◆ Task material ◆
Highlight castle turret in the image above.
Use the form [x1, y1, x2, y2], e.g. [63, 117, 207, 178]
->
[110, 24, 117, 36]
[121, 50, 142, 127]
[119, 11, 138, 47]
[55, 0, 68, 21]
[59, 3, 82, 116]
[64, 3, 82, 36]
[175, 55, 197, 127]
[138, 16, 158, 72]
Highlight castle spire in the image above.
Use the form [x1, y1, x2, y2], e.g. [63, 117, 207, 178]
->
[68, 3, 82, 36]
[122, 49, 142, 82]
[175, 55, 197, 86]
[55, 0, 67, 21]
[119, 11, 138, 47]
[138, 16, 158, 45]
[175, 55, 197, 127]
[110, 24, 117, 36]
...
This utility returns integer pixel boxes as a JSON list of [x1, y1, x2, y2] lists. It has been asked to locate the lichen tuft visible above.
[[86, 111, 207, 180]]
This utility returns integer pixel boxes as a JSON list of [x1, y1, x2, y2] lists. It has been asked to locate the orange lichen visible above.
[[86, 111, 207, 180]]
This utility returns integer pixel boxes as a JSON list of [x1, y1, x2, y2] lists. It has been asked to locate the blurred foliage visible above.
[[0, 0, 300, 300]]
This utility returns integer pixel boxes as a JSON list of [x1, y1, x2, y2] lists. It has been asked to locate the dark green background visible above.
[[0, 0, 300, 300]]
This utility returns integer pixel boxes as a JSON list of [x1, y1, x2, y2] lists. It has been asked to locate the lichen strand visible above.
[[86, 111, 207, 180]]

◆ To be done ◆
Write out the lines again, everything from the one with "Highlight castle turret in the image above." down to the one with "[138, 16, 158, 72]", replacing "turret" with "tower" and changing nothing else.

◆ Final result ◆
Highlight castle tower in the image above.
Use the form [x1, y1, x2, y2], e.g. [63, 117, 207, 178]
->
[110, 24, 117, 36]
[121, 50, 142, 127]
[119, 11, 138, 47]
[55, 0, 68, 21]
[59, 3, 82, 116]
[64, 3, 82, 36]
[175, 55, 197, 127]
[138, 16, 158, 72]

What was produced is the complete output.